On Sun, 2012-07-15 at 11:33 +0300, Avi Kivity wrote:
> On 07/12/2012 07:19 PM, Alex Williamson wrote:
> > On Thu, 2012-07-12 at 12:35 +0300, Avi Kivity wrote:
> >> On 07/11/2012 10:57 PM, Alex Williamson wrote:
> >> >> 
> >> >> > We still have classic KVM device assignment to provide fast-path INTx.
> >> >> > But if we want to replace it midterm, I think it's necessary for VFIO to
> >> >> > be able to provide such a path as well.
> >> >> 
> >> >> I would like VFIO to have no regressions vs. kvm device assignment,
> >> >> except perhaps in uncommon corner cases.  So I agree.
> >> > 
> >> > I ran a few TCP_RR netperf tests forcing a 1Gb tg3 nic to use INTx.
> >> > Without irqchip support vfio gets a bit more than 60% of KVM device
> >> > assignment.  That's a little bit of an unfair comparison since it's more
> >> > than just the I/O path.  With the proposed interfaces here, enabling
> >> > irqchip, vfio is within 10% of KVM device assignment for INTx.  For MSI,
> >> > I can actually make vfio come out more than 30% better than KVM device
> >> > assignment if I send the eventfd from the hard irq handler.  Using a
> >> > threaded handler as the code currently does, vfio is still behind KVM.
> >> > It's hard to beat a direct call chain.
> >> 
> >> We can have a direct call chain with vfio too, using a custom eventfd
> >> poll function, no?  Assuming we set up a fast path for unicast msi.
> > 
> > You'll have to help me out a little, eventfd_signal walks the wait_queue
> > and calls each function.  On the injection path that includes
> > irqfd_wakeup.  
> 
> This is what I meant, except I forgot that we already do direct path for
> MSI.

Ok, vfio now does it for the unmask irqfd-line interface too.  Except
when we re-inject from eoifd we have to do the eventfd_signal from a
work queue as we can't have nested eventfd_signals.  We probably need to
do some benchmarks to see if that re-injection path saves us anything vs
letting hardware fire again.

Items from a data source

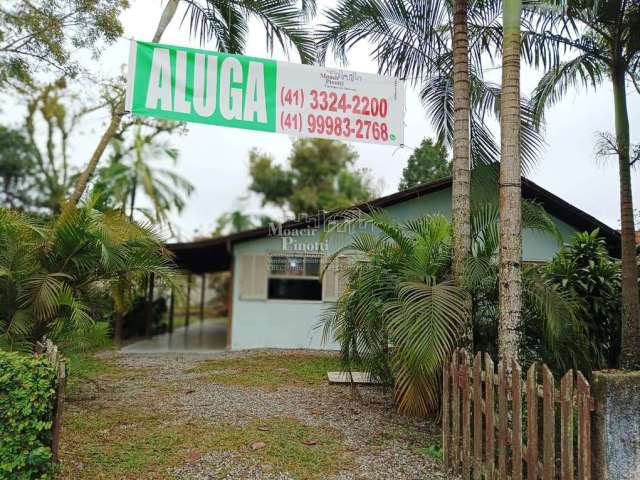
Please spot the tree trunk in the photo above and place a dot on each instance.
(630, 353)
(118, 331)
(116, 115)
(510, 273)
(460, 187)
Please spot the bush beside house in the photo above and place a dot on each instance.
(27, 392)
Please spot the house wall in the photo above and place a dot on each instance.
(297, 324)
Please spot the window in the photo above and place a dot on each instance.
(294, 277)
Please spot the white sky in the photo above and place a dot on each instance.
(215, 158)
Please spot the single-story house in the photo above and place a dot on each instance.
(277, 298)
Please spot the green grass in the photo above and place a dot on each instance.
(142, 444)
(270, 369)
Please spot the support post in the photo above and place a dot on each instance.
(186, 318)
(230, 305)
(171, 309)
(615, 439)
(202, 287)
(149, 306)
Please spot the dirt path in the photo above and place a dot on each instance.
(258, 415)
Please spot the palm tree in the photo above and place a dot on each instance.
(439, 45)
(52, 272)
(605, 37)
(510, 194)
(400, 296)
(400, 315)
(131, 168)
(226, 23)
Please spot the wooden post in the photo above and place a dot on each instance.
(202, 287)
(584, 427)
(549, 429)
(502, 419)
(477, 416)
(516, 438)
(566, 426)
(56, 426)
(455, 412)
(186, 318)
(532, 423)
(149, 306)
(446, 435)
(466, 417)
(171, 309)
(230, 304)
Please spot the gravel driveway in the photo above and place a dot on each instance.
(262, 424)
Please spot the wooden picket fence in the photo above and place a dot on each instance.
(484, 422)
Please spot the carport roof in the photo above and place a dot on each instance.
(214, 255)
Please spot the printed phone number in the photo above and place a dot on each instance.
(334, 102)
(336, 126)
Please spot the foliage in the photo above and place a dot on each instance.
(42, 34)
(35, 162)
(318, 177)
(26, 393)
(227, 24)
(584, 268)
(51, 270)
(550, 330)
(132, 168)
(135, 318)
(400, 315)
(584, 43)
(412, 40)
(17, 168)
(427, 163)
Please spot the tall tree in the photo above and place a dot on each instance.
(227, 24)
(42, 34)
(510, 194)
(134, 168)
(54, 118)
(319, 176)
(17, 169)
(604, 36)
(427, 163)
(427, 43)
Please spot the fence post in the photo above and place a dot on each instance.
(502, 419)
(446, 435)
(516, 438)
(488, 411)
(477, 416)
(615, 446)
(549, 427)
(532, 422)
(566, 426)
(455, 412)
(466, 417)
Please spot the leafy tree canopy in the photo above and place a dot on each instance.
(427, 163)
(319, 175)
(42, 34)
(17, 168)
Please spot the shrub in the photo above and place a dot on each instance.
(584, 268)
(27, 387)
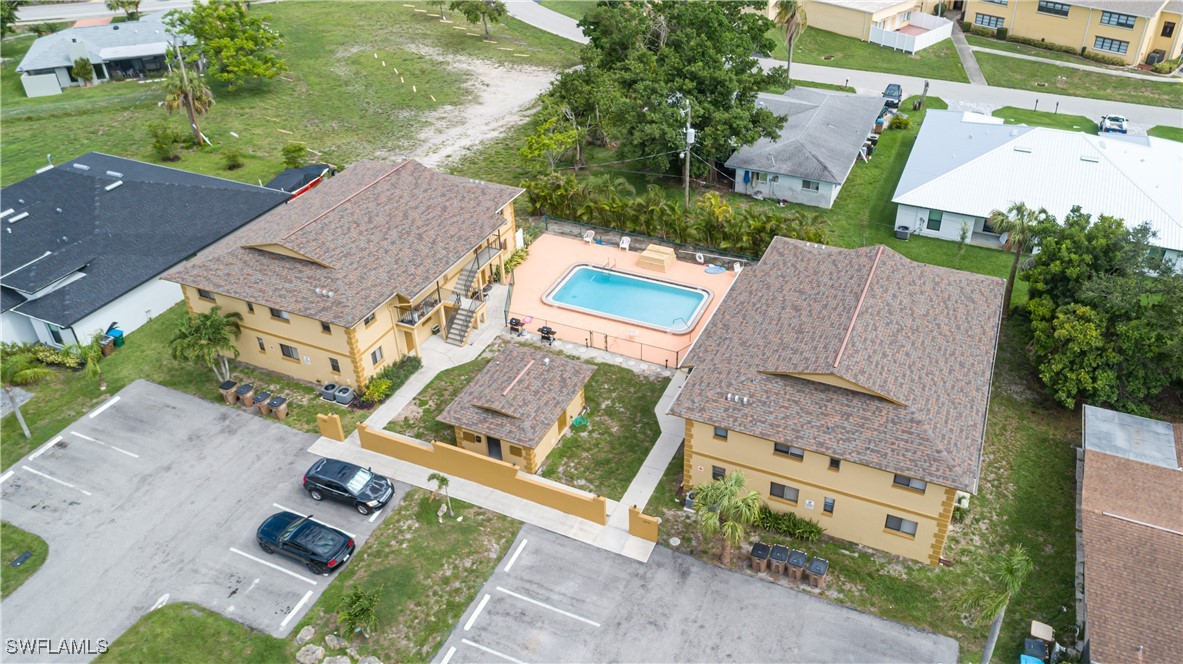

▸ PROBLEMS TO SOLVE
1: In the VFIO email thread, how close to KVM device assignment does vfio get for INTx with the proposed interfaces and irqchip enabled?
2: Reproduce the part of the VFIO email thread that begins at the words "On Sun, 2012-07-15" and stops after "path as well.".

▸ ANSWERS BY TASK
1: Within 10% of KVM device assignment.

2:
On Sun, 2012-07-15 at 11:33 +0300, Avi Kivity wrote:
> On 07/12/2012 07:19 PM, Alex Williamson wrote:
> > On Thu, 2012-07-12 at 12:35 +0300, Avi Kivity wrote:
> >> On 07/11/2012 10:57 PM, Alex Williamson wrote:
> >> >> 
> >> >> > We still have classic KVM device assignment to provide fast-path INTx.
> >> >> > But if we want to replace it midterm, I think it's necessary for VFIO to
> >> >> > be able to provide such a path as well.